RECORDS SHOWN
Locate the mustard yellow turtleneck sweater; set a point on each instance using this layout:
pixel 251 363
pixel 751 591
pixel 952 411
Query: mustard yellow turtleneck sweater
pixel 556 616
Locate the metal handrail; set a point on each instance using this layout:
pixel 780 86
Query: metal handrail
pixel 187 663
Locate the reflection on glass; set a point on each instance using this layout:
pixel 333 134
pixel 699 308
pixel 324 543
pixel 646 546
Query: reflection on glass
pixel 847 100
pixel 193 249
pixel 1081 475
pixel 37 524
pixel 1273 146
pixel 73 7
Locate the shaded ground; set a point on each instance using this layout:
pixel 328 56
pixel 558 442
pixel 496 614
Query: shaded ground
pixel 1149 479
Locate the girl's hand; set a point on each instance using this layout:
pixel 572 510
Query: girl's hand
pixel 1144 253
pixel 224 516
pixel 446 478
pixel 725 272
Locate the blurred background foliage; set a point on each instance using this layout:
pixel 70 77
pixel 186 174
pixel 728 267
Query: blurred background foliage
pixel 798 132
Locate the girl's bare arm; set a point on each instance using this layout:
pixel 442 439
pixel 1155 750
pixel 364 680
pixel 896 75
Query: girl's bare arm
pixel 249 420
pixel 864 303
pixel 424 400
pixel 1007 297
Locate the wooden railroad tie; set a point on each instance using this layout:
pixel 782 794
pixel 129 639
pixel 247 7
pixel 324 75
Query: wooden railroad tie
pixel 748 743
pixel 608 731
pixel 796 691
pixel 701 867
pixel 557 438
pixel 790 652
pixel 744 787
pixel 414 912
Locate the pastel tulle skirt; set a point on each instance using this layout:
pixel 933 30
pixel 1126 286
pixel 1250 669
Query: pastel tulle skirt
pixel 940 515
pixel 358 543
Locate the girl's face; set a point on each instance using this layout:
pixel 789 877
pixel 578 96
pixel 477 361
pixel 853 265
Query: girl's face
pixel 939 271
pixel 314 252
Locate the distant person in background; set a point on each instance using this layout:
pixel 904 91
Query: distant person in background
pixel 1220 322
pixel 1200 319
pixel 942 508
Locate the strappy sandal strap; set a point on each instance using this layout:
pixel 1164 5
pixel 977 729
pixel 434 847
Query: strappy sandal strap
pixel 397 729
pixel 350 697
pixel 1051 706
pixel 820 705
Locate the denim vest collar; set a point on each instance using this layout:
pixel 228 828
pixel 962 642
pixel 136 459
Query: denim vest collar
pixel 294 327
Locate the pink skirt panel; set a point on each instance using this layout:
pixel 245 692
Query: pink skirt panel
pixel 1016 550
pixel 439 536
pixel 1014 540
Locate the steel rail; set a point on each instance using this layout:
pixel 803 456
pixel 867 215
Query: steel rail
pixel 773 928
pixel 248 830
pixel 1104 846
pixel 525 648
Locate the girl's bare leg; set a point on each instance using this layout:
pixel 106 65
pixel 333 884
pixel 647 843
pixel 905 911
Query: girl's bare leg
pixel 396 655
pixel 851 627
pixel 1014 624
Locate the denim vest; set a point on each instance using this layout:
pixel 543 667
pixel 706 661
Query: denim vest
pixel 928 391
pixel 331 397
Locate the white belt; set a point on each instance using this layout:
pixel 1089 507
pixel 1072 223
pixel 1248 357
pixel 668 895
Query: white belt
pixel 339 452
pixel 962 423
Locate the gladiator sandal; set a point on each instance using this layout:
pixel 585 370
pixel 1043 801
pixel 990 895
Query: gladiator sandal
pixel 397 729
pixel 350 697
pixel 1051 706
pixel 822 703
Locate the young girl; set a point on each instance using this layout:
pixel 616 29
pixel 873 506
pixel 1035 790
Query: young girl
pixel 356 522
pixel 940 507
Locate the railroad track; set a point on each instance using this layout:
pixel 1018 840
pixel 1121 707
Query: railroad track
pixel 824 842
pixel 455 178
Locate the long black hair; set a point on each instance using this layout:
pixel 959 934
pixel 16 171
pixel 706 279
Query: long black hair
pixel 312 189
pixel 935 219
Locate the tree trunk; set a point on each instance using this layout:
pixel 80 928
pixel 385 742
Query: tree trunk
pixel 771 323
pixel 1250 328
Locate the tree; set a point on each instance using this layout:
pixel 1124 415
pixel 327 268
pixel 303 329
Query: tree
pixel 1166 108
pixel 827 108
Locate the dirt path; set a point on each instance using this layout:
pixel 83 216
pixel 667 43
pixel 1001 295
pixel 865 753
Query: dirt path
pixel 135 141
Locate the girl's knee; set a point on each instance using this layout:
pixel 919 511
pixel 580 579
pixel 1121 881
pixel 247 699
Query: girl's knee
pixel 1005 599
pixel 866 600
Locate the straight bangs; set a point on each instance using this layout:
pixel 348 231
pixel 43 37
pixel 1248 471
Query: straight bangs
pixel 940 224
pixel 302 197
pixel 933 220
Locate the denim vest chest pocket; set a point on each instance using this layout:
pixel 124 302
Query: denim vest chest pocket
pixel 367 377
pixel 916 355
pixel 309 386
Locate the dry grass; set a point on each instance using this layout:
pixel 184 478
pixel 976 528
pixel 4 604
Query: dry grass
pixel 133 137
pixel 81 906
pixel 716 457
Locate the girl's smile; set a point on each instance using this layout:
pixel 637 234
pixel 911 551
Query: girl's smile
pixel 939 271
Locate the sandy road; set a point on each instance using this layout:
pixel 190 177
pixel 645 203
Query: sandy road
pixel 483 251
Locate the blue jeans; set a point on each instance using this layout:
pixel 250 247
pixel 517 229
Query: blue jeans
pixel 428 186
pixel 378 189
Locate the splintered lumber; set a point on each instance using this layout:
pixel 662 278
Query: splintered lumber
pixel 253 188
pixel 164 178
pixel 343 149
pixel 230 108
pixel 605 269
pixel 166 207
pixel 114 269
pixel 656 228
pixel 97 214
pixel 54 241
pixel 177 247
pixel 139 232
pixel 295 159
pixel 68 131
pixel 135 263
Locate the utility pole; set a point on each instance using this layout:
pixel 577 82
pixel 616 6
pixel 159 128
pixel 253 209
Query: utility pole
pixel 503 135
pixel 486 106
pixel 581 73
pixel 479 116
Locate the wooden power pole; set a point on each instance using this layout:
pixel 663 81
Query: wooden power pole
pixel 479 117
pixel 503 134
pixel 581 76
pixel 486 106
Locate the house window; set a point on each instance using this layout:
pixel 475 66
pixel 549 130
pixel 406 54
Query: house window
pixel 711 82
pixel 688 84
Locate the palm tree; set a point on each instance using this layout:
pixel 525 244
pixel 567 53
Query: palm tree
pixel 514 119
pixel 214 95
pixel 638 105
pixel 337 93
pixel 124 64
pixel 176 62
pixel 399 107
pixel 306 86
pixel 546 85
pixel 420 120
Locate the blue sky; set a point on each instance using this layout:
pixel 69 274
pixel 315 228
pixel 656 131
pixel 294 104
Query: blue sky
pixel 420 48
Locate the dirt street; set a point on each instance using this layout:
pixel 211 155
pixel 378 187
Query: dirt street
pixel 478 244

REQUIRED WORK
Could you transcribe the entries exactly, from the first line through the line containing "pixel 364 680", and give nothing more?

WRITTEN REPLY
Locate the mustard yellow turtleneck sweater; set a point on each instance using this layout:
pixel 251 363
pixel 751 591
pixel 952 411
Query: mustard yellow turtleneck sweater
pixel 556 616
Locate the metal handrail; set a point on each instance using this layout:
pixel 780 86
Query: metal handrail
pixel 187 663
Locate the reflection on glass; set a point on each instance using this layout:
pixel 333 134
pixel 699 308
pixel 324 543
pixel 646 546
Query: reflection on glass
pixel 847 100
pixel 193 249
pixel 1081 475
pixel 37 524
pixel 1273 146
pixel 73 7
Locate the shaded ground; set a point on each instance using this layout:
pixel 328 56
pixel 558 442
pixel 496 614
Query: shaded ground
pixel 1149 479
Locate the girl's hand; set a point on each instance using this layout:
pixel 572 510
Query: girl's hand
pixel 1144 253
pixel 224 516
pixel 446 478
pixel 725 272
Locate the blurred background foliage; set a point on each instance using this layout:
pixel 70 77
pixel 186 174
pixel 728 267
Query: blurred background foliage
pixel 798 132
Locate the girl's bare arm; set a point on each instance using this layout:
pixel 442 439
pixel 1155 750
pixel 364 680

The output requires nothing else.